_Vorliegender Text:_
※

Bis zum Kriegsende wurden ungefähr 3 400 000 Schulkinder und Studenten kriegsdienstverpflichtet.28

Ein Zeitzeuge, der zu Kriegsende elf Jahre alt war, erinnert sich, dass auch er nicht zur Schule ging, sondern „in einer Fabrik in der Nähe half. Auch Grundschüler gingen dahin, das war aber für die Fabrik ein Problem, denn die Kinder hatten keine Kraft und haben nur der Form halber in der Fabrik gearbeitet.“29

Außer Schülern und Schülerinnen wurden auch Arbeitslose angeheuert und Koreaner, die nach Japan emigriert waren. Weiters wurden hunderttausende Koreaner und Chinesen von Taiwan und dem Festland zur Schwerarbeit im Bergbau und am Bau herangezogen und Zehntausende starben dabei.30

Haruko Taya Cook beschreibt im Artikel „Der Tod von Frauen als Kriegswaffe in Japans `Endkampf´” ein Bild im Yasukuni-Schrein, das 1944 angefertigt wurde und Frauen darstellt, die damals im Dienst des Kaiserreiches arbeiteten. Der Yasukuni-Schrein ist jene umstrittene Shintô-Gedenkstätte für als Götter verehrte gefallene Soldaten in Tokyo, dessen Besuch durch japanische Spitzenpolitiker in den vergangenen Jahren für innen- und außenpolitischen Wirbel gesorgt hatte.

※

_Teilaufgaben:_
1. Übertrage aus dem Text über Japans Kriegsarbeit den Satz „Der Yasukuni-Schrein ist jene umstrittene Shintô-Gedenkstätte für als Götter verehrte gefallene Soldaten in Tokyo, dessen Besuch durch japanische Spitzenpolitiker in den vergangenen Jahren für innen- und außenpolitischen Wirbel gesorgt hatte.“ ins Englische.
2. In welchem Jahr wurde laut dem Text über Japans Kriegsarbeit das Bild im Yasukuni-Schrein angefertigt?
3. Gib den Text über Japans Kriegsarbeit ab den Worten „Haruko Taya Cook“ bis einschließlich „Wirbel gesorgt hatte.“ erneut wieder und tausche dabei „Yasukuni-Schrein“ gegen „Meiji-Schrein“ aus.

Auszug aus einem Datensatz
※

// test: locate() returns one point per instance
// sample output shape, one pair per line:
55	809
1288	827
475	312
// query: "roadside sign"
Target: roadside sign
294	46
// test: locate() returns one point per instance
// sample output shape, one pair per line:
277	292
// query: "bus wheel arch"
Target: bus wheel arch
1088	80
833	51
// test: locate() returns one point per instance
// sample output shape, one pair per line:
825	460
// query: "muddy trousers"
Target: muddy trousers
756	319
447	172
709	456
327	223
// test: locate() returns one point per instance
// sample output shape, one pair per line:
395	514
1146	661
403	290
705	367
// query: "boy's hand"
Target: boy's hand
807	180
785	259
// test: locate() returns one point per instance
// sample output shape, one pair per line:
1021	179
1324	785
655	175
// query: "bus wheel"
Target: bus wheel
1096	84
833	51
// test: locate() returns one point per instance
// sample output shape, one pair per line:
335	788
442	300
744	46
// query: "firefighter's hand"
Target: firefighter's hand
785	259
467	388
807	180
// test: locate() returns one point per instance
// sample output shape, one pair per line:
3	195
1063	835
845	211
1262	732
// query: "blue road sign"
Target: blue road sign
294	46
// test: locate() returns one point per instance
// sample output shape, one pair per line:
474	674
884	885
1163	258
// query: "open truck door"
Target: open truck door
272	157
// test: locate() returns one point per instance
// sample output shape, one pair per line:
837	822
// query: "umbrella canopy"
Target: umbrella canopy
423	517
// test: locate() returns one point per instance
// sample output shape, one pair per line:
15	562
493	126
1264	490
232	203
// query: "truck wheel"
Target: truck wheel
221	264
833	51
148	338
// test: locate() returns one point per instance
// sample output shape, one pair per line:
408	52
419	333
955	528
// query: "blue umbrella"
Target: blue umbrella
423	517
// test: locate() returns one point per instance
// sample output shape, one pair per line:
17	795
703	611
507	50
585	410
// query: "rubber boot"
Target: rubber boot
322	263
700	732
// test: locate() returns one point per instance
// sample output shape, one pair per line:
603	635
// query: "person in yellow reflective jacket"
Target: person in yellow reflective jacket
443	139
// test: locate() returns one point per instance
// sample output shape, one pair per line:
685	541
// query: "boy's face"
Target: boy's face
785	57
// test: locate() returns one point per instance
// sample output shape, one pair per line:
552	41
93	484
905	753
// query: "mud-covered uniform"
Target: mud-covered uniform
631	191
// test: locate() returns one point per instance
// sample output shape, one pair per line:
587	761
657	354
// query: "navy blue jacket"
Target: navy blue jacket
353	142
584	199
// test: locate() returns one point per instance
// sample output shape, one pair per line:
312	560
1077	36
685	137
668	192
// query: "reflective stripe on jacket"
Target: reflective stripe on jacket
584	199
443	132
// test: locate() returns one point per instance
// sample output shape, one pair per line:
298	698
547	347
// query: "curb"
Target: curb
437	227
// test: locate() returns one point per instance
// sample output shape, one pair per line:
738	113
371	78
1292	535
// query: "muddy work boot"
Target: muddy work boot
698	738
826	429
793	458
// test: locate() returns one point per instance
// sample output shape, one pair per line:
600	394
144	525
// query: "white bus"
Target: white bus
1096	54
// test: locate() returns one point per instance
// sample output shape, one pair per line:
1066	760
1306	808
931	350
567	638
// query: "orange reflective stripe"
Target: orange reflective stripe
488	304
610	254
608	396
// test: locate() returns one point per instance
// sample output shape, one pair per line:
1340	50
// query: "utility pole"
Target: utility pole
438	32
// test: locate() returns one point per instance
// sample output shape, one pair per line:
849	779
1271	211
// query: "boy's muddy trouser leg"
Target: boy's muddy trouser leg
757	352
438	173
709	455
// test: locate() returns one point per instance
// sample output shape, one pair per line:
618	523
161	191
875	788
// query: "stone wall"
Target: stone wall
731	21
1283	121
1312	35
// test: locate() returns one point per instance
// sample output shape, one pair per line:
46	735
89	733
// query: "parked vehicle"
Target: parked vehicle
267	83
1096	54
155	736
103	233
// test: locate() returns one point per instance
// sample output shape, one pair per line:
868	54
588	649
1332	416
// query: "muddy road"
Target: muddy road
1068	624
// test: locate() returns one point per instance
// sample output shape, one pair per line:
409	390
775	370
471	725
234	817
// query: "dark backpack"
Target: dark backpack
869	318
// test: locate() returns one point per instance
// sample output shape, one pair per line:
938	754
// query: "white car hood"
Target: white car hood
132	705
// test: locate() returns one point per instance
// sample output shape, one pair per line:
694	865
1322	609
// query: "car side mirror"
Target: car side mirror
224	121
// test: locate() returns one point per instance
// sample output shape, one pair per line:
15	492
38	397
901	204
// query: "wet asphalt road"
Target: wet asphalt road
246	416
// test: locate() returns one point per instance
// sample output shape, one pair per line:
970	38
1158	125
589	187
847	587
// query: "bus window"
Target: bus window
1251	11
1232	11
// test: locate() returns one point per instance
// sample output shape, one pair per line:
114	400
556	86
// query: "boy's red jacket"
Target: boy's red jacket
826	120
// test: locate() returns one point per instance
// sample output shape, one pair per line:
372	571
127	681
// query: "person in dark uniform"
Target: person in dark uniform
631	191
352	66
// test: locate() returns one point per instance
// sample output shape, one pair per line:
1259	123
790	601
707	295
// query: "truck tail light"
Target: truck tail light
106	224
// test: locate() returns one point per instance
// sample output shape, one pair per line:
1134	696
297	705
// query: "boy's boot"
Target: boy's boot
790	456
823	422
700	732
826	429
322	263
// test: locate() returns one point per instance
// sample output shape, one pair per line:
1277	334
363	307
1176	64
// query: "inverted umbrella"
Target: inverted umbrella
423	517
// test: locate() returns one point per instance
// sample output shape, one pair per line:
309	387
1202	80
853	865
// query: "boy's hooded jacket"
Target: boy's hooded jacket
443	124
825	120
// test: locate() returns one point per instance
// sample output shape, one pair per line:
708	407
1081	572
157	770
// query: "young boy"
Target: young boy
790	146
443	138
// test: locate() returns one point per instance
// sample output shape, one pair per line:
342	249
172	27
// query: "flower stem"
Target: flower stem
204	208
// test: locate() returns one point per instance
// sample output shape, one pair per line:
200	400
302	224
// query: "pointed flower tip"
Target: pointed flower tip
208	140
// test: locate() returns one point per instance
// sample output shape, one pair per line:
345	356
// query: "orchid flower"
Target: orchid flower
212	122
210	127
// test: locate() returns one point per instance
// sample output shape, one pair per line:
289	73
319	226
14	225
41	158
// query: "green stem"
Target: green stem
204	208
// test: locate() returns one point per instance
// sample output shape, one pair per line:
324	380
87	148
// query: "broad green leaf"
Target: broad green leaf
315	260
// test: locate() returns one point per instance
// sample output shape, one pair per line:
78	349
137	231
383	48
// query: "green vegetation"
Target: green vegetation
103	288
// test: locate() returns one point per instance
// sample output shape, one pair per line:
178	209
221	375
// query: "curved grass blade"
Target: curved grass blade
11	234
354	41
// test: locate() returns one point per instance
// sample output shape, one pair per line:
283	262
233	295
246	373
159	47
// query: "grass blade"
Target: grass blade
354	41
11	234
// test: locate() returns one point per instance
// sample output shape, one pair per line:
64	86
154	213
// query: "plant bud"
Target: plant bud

※

_Lösungen:_
1. The Yasukuni Shrine is that controversial Shinto memorial in Tokyo for fallen soldiers venerated as gods, whose visits by top Japanese politicians had caused domestic and foreign-policy turmoil in recent years.

2. 1944

3.
Haruko Taya Cook beschreibt im Artikel „Der Tod von Frauen als Kriegswaffe in Japans `Endkampf´” ein Bild im Meiji-Schrein, das 1944 angefertigt wurde und Frauen darstellt, die damals im Dienst des Kaiserreiches arbeiteten. Der Meiji-Schrein ist jene umstrittene Shintô-Gedenkstätte für als Götter verehrte gefallene Soldaten in Tokyo, dessen Besuch durch japanische Spitzenpolitiker in den vergangenen Jahren für innen- und außenpolitischen Wirbel gesorgt hatte.